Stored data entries
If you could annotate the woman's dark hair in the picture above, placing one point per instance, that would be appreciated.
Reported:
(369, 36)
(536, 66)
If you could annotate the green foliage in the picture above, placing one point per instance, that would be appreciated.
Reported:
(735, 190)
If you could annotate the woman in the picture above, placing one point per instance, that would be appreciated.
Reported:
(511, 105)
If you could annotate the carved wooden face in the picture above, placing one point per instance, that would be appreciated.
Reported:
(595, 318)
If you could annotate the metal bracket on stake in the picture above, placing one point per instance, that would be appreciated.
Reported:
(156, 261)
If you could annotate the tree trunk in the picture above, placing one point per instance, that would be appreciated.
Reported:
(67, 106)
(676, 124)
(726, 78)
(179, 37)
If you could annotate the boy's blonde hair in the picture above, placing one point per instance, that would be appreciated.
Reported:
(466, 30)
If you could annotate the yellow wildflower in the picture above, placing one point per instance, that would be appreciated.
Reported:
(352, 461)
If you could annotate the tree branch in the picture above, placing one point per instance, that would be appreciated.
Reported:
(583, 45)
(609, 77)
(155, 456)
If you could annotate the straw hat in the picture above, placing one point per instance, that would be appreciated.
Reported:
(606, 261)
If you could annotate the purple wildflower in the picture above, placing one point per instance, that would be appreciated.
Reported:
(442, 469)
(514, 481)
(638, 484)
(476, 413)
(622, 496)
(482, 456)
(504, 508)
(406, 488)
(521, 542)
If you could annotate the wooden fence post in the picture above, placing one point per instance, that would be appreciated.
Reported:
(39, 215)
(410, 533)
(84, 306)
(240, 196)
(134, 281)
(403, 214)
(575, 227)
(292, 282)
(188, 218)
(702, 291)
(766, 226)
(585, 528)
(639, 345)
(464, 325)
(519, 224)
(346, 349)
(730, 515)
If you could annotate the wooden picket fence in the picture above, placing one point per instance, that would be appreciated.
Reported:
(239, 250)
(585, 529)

* ABOUT THIS EXERCISE *
Consider the string "tree". State how many lines of the data contain it, giving the number alone.

* RESULT *
2